Opdrachten →
1. Schrijf een deel van de tekst over Guzmán Blanco opnieuw uit en verwissel daarin "Guzmán Blanco" voor "Antonio Guzmán Blanco". Begin bij de woorden "De Caudillo" en stop na "tot president gekozen.".
2. Vertaal deze zin uit de tekst over Guzmán Blanco in het Engels: "Als beloning werd hij in april zelf met een enorme meerderheid tot president gekozen."

Tekst →

Antonio Guzmán Blanco

De Caudillo

Toen hij het presidentschap op zich nam, was Guzmán Blanco vastbesloten een einde te maken aan de politieke instabiliteit die de vooruitgang van zijn natie zo lang had belemmerd. Nadat hij in 1873 verschillende opstanden had neergeslagen en de traditionele macht van de provinciale oligarchie had ingeperkt, werd hij de eerste echte nationale heerser die in staat was nationale programma’s ten uitvoer te leggen.

In 1873, nu het land gepacificeerd was en het leger een instrument van de nationale regering was geworden, verordende Guzmán Blanco algemeen kiesrecht voor mannen en rechtstreekse verkiezing van de president. Als beloning werd hij in april zelf met een enorme meerderheid tot president gekozen.

Gegevensfragmenten →
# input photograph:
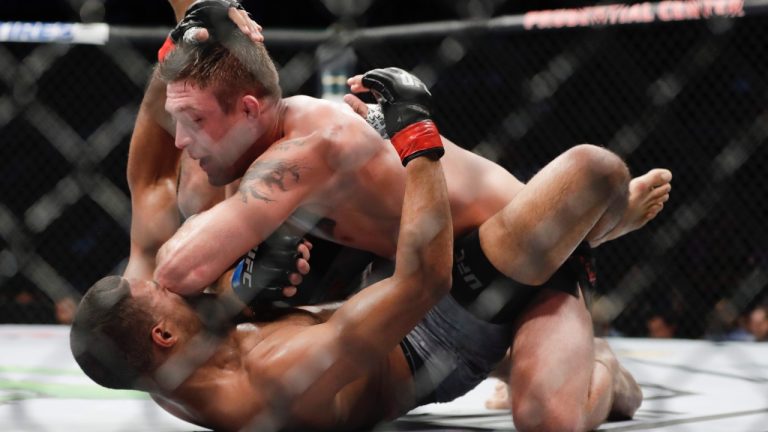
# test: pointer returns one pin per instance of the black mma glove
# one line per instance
(264, 271)
(406, 104)
(212, 15)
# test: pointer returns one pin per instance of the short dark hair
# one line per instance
(231, 68)
(111, 334)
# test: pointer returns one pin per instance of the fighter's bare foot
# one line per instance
(647, 195)
(500, 397)
(627, 395)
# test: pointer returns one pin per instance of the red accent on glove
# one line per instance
(166, 49)
(418, 139)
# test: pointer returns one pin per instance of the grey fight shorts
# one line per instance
(451, 351)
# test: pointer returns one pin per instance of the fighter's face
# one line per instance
(216, 139)
(160, 299)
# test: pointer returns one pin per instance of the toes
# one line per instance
(659, 192)
(659, 176)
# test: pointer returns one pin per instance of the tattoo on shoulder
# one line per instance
(263, 177)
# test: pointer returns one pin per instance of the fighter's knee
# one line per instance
(599, 165)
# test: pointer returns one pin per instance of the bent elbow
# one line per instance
(436, 281)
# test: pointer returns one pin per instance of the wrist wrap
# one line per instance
(418, 139)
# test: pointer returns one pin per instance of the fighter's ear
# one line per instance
(163, 335)
(251, 106)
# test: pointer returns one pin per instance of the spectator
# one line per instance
(758, 322)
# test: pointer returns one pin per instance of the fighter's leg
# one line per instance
(583, 192)
(558, 383)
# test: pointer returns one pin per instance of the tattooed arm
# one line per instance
(275, 185)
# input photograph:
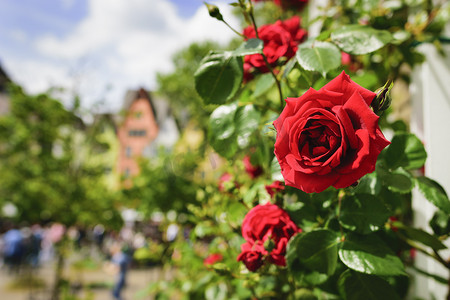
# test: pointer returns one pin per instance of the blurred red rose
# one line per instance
(212, 259)
(252, 255)
(280, 40)
(286, 4)
(328, 137)
(349, 61)
(253, 171)
(274, 188)
(266, 223)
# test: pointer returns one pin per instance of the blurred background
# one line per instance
(87, 95)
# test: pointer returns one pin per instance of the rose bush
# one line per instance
(323, 166)
(328, 137)
(270, 226)
(280, 41)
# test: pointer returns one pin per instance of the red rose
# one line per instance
(348, 60)
(280, 40)
(263, 223)
(226, 177)
(212, 259)
(252, 255)
(328, 137)
(274, 187)
(286, 4)
(253, 171)
(293, 4)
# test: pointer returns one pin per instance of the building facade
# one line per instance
(147, 126)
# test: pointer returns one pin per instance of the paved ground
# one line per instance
(137, 282)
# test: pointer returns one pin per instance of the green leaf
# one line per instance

Antwoorden →
1.
De Caudillo

Toen hij het presidentschap op zich nam, was Antonio Guzmán Blanco vastbesloten een einde te maken aan de politieke instabiliteit die de vooruitgang van zijn natie zo lang had belemmerd. Nadat hij in 1873 verschillende opstanden had neergeslagen en de traditionele macht van de provinciale oligarchie had ingeperkt, werd hij de eerste echte nationale heerser die in staat was nationale programma’s ten uitvoer te leggen.

In 1873, nu het land gepacificeerd was en het leger een instrument van de nationale regering was geworden, verordende Antonio Guzmán Blanco algemeen kiesrecht voor mannen en rechtstreekse verkiezing van de president. Als beloning werd hij in april zelf met een enorme meerderheid tot president gekozen.

2. As a reward, he himself was elected president in April by an enormous majority.